TEXT PROVIDED:
We are getting random resource exhausted limits while using gemini 2.5flash, gemini2.5pro and gemini 3 models.
The error message suggests that we are on standard pay as you go service “Error 429, Message: Resource exhausted. Please try again later. Please refer to …vertex-ai/generative-ai/docs/error-code-429 for more details., Status: RESOURCE_EXHAUSTED, Details: ”
Based on all the documents and Standard PayGo | Generative AI on Vertex AI | Google Cloud Documentation and Generative AI on Vertex AI quotas and system limits | Google Cloud Documentation
I have a hard time understanding what limit are we exactly exhausting
Few specific question:
- How do i find out which quota we are explictly exceeding?
- Based on docs, when i visit Vertex AI → Model Garden monitoring , i dont see any data that shows me exceeds utilization.

PROVIDED MATERIAL:
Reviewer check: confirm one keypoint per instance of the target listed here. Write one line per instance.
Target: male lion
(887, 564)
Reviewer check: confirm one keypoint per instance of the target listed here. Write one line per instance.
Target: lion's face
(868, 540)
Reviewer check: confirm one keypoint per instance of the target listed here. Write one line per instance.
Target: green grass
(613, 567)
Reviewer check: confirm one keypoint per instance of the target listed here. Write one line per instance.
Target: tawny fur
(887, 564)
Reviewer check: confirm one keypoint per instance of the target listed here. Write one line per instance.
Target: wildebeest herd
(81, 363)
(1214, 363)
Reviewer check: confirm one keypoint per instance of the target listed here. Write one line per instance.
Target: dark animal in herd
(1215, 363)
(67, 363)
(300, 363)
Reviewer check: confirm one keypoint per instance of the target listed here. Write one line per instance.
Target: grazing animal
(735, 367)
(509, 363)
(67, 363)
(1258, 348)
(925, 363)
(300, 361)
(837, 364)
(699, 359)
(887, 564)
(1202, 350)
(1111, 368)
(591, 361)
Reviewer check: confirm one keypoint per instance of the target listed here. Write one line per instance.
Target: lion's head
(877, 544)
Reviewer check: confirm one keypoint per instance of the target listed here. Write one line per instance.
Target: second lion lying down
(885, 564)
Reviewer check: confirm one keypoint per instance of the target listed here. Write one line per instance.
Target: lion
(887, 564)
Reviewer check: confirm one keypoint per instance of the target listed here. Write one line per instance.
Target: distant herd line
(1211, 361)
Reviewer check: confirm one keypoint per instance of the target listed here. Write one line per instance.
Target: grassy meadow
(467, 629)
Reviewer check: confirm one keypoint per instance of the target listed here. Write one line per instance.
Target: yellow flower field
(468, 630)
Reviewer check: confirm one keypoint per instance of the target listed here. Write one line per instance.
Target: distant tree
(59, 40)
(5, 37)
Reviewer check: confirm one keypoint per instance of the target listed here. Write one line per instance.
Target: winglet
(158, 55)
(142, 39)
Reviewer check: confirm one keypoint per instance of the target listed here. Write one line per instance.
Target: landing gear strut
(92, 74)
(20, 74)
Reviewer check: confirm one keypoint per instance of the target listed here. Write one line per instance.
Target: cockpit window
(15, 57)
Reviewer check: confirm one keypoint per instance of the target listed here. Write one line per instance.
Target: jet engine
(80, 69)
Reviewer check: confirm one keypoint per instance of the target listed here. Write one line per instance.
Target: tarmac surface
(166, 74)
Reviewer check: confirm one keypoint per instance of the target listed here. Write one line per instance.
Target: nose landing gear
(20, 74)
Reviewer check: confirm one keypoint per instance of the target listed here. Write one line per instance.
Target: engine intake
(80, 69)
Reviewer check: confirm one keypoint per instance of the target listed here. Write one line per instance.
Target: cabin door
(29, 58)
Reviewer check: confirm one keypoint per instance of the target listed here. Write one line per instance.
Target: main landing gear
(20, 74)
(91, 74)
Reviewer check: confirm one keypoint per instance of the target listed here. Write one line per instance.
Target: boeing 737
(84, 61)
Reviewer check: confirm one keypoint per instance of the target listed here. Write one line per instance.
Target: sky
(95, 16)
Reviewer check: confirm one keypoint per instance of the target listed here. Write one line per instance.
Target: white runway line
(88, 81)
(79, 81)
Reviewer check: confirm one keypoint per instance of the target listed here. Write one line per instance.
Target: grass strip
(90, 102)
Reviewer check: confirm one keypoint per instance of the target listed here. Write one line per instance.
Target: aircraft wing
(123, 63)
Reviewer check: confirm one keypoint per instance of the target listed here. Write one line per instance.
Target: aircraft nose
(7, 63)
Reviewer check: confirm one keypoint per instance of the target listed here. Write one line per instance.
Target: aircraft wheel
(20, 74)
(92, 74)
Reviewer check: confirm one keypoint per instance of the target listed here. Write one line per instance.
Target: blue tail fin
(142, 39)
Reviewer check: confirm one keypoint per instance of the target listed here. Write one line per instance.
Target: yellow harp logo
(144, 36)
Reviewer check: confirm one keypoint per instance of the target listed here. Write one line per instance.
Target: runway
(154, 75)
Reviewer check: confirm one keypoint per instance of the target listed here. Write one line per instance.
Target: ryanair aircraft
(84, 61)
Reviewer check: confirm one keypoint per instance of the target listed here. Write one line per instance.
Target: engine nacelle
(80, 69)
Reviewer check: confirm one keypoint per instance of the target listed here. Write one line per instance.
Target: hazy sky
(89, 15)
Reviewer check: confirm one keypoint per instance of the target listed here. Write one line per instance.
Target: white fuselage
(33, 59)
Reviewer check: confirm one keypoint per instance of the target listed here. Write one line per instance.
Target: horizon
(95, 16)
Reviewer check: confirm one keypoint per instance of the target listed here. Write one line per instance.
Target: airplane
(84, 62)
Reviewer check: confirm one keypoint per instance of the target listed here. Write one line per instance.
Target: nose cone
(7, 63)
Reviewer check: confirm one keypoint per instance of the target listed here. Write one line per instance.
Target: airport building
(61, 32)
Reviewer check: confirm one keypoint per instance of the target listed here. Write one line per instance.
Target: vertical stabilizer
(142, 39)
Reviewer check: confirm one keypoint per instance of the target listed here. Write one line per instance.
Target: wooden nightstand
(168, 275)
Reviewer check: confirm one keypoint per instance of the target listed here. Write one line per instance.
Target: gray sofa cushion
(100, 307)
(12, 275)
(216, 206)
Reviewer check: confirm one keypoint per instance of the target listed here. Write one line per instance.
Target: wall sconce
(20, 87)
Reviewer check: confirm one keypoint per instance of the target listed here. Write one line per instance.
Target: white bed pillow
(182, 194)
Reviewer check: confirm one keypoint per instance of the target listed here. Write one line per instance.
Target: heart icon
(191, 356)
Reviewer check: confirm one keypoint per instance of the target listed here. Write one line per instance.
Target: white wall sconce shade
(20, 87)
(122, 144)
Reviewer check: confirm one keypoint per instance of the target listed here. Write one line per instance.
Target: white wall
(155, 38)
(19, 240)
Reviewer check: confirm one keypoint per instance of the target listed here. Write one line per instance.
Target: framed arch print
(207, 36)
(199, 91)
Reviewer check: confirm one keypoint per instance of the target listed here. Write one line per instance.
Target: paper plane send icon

WORK INSTRUCTION A:
Decide whether each statement below agrees with the forum post on Vertex AI 429 errors. Answer yes or no for each one, and quote the deciding words of the post. (i) The errors occur only with Gemini 3 models. (ii) The error message indicates that the service in use is standard pay-as-you-go. (iii) The Model Garden monitoring page shows data on exceeded utilization.
WORK INSTRUCTION B:
Proceed with the forum post on Vertex AI 429 errors, starting after its last sentence.

TASK RESULT A:
(i) No: "We are getting random resource exhausted limits while using gemini 2.5flash, gemini2.5pro and gemini 3 models."
(ii) Yes: "The error message suggests that we are on standard pay as you go service"
(iii) No: "i dont see any data that shows me exceeds utilization."

TASK RESULT B:
- Even though we are definitely using vertex, i am only able to see quotas under service:Generative Language API . All the quotas here shown are well below 10% utlization , so this cant be the resource exhausted errors
- Why am i not able to see any quotas when i am on service:vertex api or service:aiapiplatform
1 Like
@Somak_Dutta: the Error 429 in this case likely indicates that there was heavy concurrent traffic hitting the shared quota pool. I wrote a LinkedIn post about this if you’re interested. You can also check out the Retry strategy documentation: Retry strategy | Generative AI on Vertex AI | Google Cloud Documentation.
thank you @ericdong we are building a retry strategy, but it would great if there is way to understand exactly which shared quota pool is exhausted? is there a way we can do that?
also i didnt really understand why despite being in vertex ai, my quota utilization is visible under service:Generative Language API and not service:aiapiplatform. Is there a specific reason i am unaware of ? i did rigorously go through vertex docs , but i dont see any reasoning aroudn this present.( or none that i could find)
We tried using Claude models (e.g. anthropic-claude-opus-4-1) on Vertex AI and immediately received:
Error 429
Quota exceeded for aiplatform.googleapis.com/online_prediction_input_tokens_per_minute_per_base_model
Status: RESOURCE_EXHAUSTED
This happens even with minimal traffic.
We then switched to Gemini models, and they work perfectly under the same project and billing setup.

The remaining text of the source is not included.